Quoted text |

———

Pretty sure my own wallet takes a kick whenever I do these posts, but then again, that just shows that there are lots of interesting projects out there to back. So here are some more for you to look at.
Fist up is a new game from Ludicreations that tries to tell the forgotten story of what happened during the destruction of the libraries at Alexandria. Alexandria is a euro game where you most precious resource is time, as the library is burning down around you and you need to get the most valuable treasures before they are lost forever. Each setup of the game is different with a randomly generated layout, and as you move from one room to the other you will be interacting and reacting to things that are there. You will have to plan your moves wisely, budget your time well, and make use of various items and books you obtain to secure what you seek. In the end you will score based on the sets of items you were able to rescue and the person with the most points is the winner. You can find out more about this game on it’s Kickstarter page, and also look at the wonderful illustrations done for it by the talented Vincent Dutrait.

———

Coordinate annotation records |
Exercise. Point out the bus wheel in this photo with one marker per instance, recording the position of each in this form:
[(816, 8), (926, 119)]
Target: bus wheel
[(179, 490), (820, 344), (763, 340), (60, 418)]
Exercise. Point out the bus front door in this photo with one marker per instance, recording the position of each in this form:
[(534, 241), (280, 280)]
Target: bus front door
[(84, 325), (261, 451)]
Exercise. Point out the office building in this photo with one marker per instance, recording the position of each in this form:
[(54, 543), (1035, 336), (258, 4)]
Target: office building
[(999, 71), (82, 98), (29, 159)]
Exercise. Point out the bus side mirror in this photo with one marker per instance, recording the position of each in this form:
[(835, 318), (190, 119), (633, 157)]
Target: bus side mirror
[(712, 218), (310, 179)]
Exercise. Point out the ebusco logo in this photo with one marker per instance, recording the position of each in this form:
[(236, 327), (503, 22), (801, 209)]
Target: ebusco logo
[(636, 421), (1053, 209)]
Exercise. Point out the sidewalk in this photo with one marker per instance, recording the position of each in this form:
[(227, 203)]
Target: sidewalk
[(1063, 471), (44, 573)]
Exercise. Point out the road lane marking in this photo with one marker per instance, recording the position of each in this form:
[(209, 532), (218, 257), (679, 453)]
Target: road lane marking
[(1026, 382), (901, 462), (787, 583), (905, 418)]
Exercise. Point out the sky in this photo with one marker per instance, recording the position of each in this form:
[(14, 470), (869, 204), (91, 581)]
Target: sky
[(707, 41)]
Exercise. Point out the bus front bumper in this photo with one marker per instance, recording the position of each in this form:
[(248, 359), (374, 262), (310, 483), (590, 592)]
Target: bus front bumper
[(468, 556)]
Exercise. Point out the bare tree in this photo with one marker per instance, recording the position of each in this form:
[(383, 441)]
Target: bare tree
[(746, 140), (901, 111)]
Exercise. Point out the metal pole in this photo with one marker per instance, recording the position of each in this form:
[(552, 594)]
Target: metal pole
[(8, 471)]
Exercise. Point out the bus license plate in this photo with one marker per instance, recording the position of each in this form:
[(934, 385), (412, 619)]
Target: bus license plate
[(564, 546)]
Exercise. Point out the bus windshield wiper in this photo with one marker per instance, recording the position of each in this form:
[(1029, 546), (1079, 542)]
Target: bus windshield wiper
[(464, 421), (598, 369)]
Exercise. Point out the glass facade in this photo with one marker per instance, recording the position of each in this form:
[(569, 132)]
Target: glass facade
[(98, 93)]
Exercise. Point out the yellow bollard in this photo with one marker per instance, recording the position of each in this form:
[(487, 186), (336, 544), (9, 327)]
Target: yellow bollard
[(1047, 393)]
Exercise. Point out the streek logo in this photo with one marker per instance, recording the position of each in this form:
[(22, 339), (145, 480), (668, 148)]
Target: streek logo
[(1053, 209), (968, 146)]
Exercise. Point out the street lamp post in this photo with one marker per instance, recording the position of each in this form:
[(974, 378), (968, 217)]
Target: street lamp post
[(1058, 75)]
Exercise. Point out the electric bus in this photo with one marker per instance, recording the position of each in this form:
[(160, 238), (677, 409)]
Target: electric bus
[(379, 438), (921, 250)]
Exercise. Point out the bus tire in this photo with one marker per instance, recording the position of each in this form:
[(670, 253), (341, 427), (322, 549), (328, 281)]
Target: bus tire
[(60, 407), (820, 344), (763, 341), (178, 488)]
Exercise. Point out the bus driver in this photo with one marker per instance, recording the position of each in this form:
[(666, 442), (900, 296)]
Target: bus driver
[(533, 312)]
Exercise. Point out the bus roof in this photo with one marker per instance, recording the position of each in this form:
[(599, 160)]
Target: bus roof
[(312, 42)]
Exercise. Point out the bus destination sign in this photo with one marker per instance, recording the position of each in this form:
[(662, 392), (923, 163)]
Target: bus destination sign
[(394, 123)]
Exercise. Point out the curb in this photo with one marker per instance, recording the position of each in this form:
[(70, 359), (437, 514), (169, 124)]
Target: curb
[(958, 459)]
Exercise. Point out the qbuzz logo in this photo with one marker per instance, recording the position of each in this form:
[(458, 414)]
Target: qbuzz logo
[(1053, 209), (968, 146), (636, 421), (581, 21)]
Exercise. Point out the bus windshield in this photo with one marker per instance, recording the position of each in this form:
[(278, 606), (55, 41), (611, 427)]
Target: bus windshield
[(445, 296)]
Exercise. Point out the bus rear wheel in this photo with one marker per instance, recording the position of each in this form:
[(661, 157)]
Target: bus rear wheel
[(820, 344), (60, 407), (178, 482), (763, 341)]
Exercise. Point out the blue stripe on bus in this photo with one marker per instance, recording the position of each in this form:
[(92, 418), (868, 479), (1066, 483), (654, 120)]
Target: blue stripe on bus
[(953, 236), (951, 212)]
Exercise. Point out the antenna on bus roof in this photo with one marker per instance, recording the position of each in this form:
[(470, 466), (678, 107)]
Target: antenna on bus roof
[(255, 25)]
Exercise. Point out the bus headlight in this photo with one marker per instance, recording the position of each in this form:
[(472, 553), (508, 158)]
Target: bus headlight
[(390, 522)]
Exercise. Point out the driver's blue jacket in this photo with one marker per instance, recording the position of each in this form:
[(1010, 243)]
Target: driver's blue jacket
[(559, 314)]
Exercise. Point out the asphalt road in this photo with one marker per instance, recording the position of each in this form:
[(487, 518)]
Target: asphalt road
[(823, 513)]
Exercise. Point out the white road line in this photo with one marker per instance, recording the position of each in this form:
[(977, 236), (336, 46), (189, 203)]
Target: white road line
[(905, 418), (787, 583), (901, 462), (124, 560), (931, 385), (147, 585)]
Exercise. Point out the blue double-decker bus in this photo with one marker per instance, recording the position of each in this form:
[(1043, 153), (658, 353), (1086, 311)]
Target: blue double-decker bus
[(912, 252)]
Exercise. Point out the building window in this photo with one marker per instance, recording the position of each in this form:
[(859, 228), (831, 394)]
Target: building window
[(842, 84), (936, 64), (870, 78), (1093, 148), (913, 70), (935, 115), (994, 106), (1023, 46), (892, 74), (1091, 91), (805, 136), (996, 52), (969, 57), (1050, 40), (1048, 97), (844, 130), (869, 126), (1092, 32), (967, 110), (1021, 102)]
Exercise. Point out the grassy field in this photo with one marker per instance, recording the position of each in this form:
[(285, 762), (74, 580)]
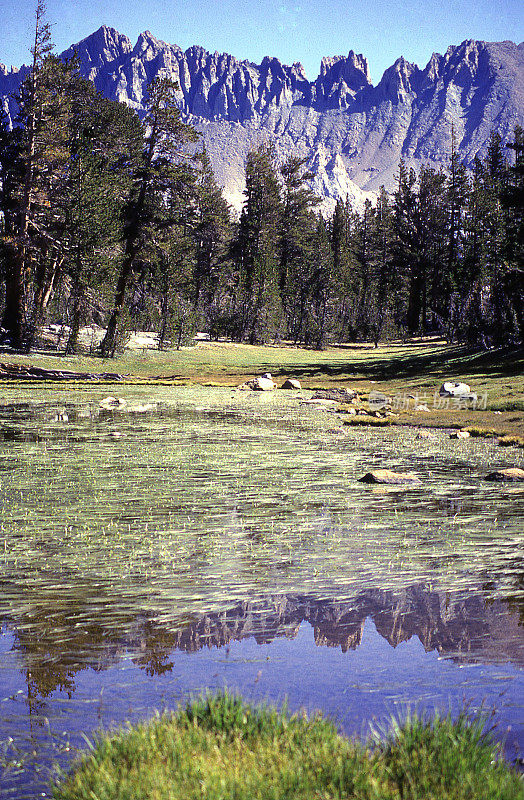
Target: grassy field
[(219, 747), (408, 373)]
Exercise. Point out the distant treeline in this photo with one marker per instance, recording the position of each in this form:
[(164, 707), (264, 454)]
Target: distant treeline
[(116, 219)]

———

Exercise goal |
According to the board game post, why is time the most precious resource in Alexandria? Answer in one to three sentences. This data has no connection to the board game post.

Exercise response |
Time is the most precious resource because the library is burning down around the players. They need to get the most valuable treasures before those treasures are lost forever.